Written task 1: Which people's full names, with both first and last name, appear in the reader letters about restaurant reviews below?

I very much enjoyed eating dinner at Daniel's at Ogdens. You review described my dining experience perfectly. This wasn't the case with Pancho's. I much prefer Garcia's or Lake View Tavern for Mexican fare. I agree that a restaurant can have an off night so I'll give the second unit on Central Avenue a try.

Mary Kurtz

First, yes I miss the star ratings, bring it back. Second, I haven't had a chance to visit Poncho's yet, but I especially like reading the reviews.

Pat Russo
East Greenbush

I would travel to Amsterdam to this restaurant - it's not that far away. People traveled from all over to eat at Ferrandi's in Amsterdam. From his background, I'm sure the chef's sauce is excellent and that is the most important aspect of an Italian restaurant. Sometimes your reviewer wastes words on the negative aspects of a restaurant. I'm looking forward to trying this restaurant - I look forward to Metroland every Thursday especially for the restaurant review. And by the way Ferrandi's closed its Amsterdam location and is opening a new bistro on Saratoga Lake - Should be up and running in May. It will be called Saratoga Lake Bistro. It should be great!

Peggy Van Deloo

So happy to see you finally made out!! Our experiences have always been wonderful, the staff is extremely professional, the food subperb, and the atmosphere very warm and comfortable. Let us not forget to mention "Maria" the pianist on Friday and Saturday nights.

Written task 2: How many lines of the listing below contain the word "barrier"? Give only the number.

Raw records:
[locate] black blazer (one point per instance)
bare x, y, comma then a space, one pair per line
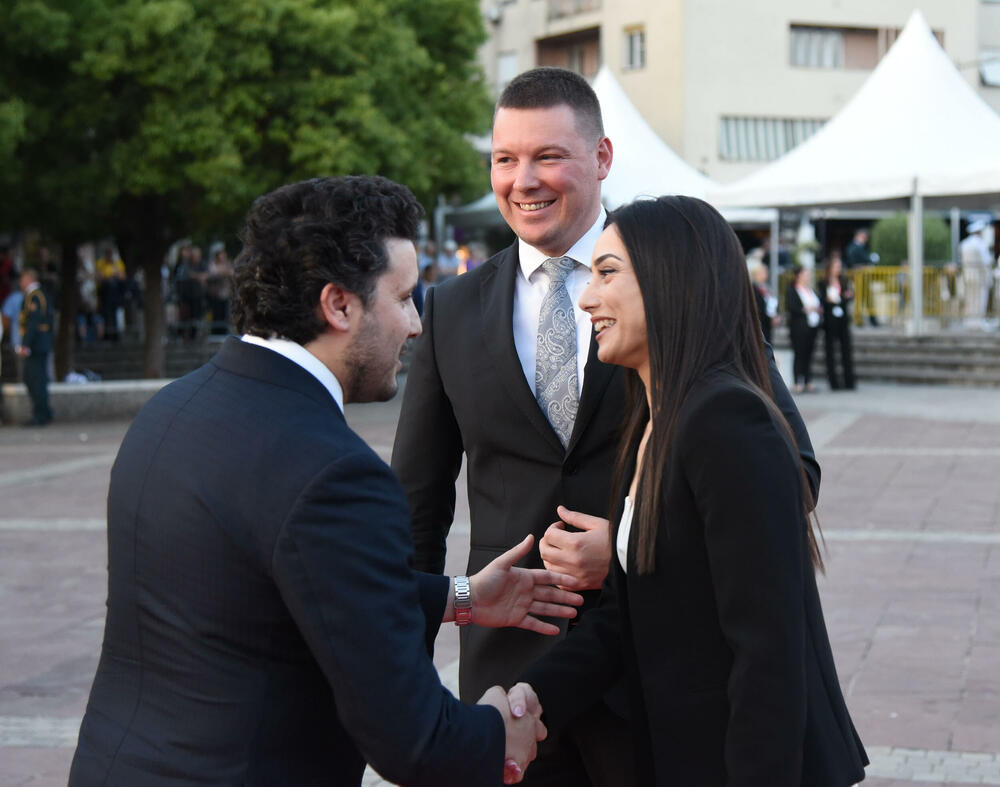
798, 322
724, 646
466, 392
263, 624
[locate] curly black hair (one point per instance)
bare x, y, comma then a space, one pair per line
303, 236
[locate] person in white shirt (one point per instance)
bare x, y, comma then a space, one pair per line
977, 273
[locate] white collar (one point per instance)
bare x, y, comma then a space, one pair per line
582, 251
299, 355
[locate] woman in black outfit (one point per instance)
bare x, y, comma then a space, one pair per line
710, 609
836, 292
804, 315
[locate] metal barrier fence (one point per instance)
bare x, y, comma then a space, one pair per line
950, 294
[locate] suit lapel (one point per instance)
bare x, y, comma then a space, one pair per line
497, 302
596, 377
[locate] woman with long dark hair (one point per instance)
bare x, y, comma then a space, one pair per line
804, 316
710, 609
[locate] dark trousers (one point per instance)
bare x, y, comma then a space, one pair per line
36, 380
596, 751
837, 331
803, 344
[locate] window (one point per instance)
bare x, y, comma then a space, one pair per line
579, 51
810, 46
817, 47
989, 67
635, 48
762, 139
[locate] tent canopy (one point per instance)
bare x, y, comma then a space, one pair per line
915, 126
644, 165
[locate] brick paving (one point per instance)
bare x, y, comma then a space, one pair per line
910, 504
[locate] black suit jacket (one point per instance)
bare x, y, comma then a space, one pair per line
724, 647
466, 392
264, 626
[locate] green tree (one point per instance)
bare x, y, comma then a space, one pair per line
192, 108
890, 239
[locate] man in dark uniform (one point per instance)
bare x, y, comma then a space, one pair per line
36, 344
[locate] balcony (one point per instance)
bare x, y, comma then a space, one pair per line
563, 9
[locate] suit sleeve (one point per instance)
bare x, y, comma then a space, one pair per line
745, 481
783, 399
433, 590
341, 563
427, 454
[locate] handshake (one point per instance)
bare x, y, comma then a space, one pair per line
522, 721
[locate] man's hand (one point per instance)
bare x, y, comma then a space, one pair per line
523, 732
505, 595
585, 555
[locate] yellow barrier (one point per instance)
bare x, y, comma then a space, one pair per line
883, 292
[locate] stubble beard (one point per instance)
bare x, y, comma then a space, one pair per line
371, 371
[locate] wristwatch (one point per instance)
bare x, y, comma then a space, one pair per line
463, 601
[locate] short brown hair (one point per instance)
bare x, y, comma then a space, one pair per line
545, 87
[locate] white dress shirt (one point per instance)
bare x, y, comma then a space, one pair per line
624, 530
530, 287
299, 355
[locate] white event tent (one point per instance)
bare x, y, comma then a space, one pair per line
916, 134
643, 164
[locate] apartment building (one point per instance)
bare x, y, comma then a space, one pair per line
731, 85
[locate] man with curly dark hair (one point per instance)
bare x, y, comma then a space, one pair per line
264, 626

--

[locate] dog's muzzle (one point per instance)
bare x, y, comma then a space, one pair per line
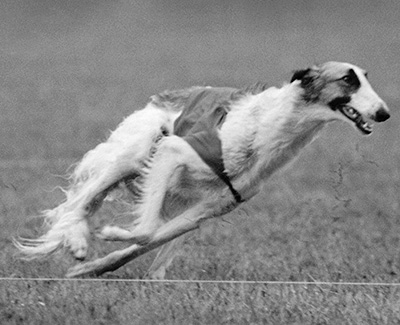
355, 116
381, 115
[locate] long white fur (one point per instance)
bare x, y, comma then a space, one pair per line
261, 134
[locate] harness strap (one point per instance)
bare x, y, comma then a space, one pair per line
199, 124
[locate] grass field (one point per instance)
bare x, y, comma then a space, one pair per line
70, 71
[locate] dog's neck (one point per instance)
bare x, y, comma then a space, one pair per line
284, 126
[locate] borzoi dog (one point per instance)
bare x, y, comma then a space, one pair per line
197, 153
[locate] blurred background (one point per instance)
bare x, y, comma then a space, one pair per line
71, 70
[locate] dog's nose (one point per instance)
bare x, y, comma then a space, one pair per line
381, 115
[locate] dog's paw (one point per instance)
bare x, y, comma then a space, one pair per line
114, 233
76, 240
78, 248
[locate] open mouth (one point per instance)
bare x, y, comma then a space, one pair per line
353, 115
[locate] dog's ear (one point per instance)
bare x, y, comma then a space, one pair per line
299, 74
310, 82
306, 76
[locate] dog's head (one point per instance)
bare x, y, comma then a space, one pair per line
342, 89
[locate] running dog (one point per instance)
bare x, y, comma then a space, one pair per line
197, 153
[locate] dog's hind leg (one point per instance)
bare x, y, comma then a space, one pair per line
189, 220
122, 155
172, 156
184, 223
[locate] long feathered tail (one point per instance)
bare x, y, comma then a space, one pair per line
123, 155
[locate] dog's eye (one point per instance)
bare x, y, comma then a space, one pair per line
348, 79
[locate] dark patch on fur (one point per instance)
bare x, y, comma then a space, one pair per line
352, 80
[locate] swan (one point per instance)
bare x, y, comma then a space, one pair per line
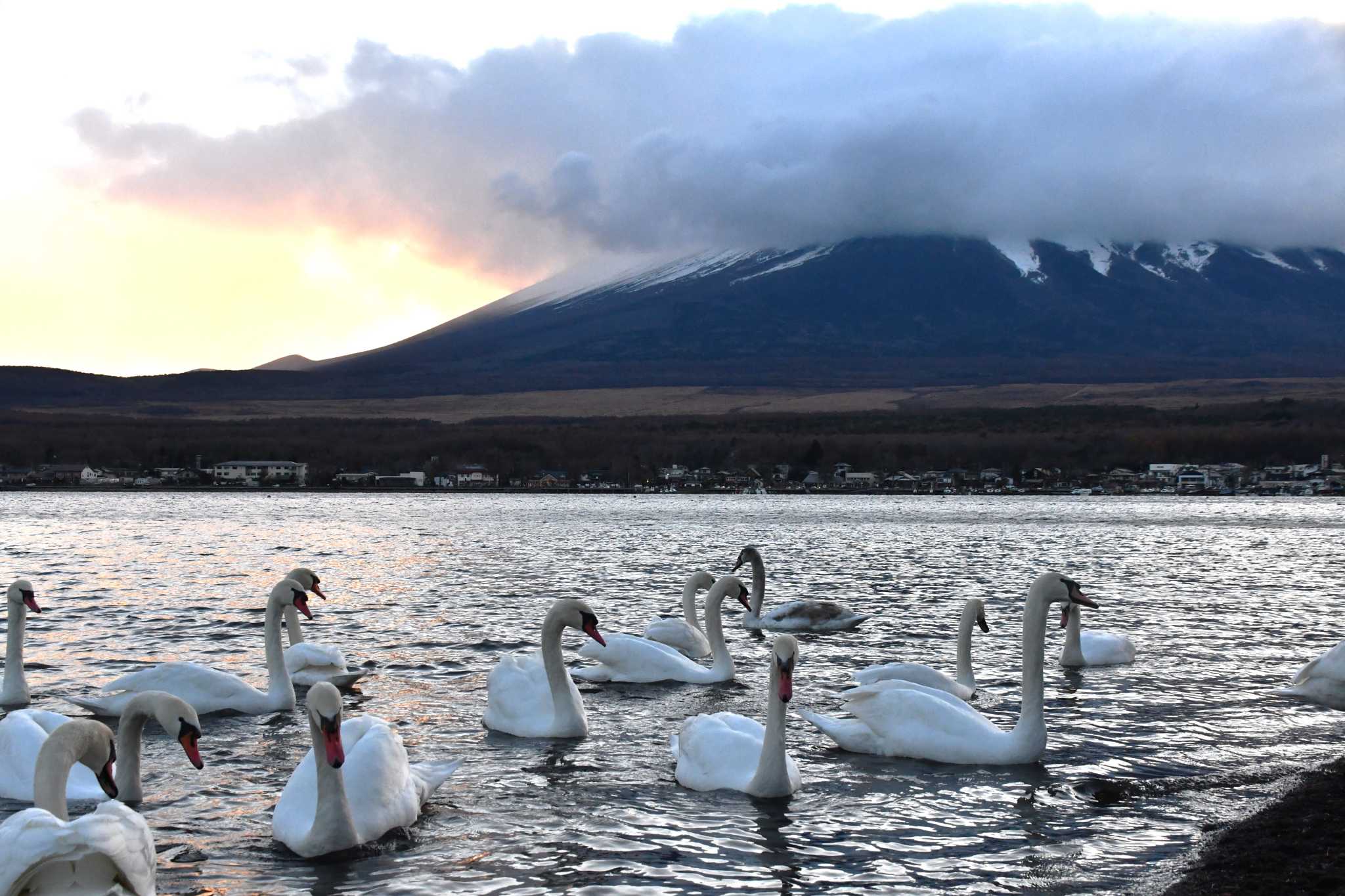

* * *

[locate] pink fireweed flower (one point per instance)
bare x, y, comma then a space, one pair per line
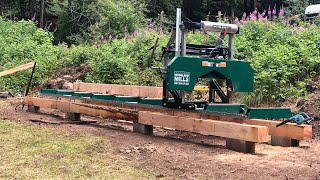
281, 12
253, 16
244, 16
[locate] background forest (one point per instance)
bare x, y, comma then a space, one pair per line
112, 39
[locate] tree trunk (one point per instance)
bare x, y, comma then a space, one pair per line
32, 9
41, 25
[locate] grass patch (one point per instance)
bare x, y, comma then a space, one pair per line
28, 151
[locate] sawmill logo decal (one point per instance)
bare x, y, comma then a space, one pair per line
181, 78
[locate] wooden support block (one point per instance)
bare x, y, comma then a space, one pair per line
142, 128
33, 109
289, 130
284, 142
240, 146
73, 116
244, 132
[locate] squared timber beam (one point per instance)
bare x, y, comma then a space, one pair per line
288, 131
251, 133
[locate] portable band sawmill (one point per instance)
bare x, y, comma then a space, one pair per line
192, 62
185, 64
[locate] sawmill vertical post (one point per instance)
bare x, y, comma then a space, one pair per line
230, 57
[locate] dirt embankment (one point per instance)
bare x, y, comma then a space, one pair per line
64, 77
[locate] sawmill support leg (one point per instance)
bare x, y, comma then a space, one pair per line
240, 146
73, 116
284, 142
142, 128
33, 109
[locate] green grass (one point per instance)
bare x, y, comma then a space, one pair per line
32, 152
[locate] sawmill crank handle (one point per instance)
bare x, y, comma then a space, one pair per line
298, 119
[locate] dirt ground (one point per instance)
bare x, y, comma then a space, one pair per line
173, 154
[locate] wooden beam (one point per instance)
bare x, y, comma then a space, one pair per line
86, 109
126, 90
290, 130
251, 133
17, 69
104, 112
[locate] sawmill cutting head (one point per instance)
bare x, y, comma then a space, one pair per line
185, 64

Result 1:
Mary Kurtz
Pat Russo
Peggy Van Deloo

Result 2: 2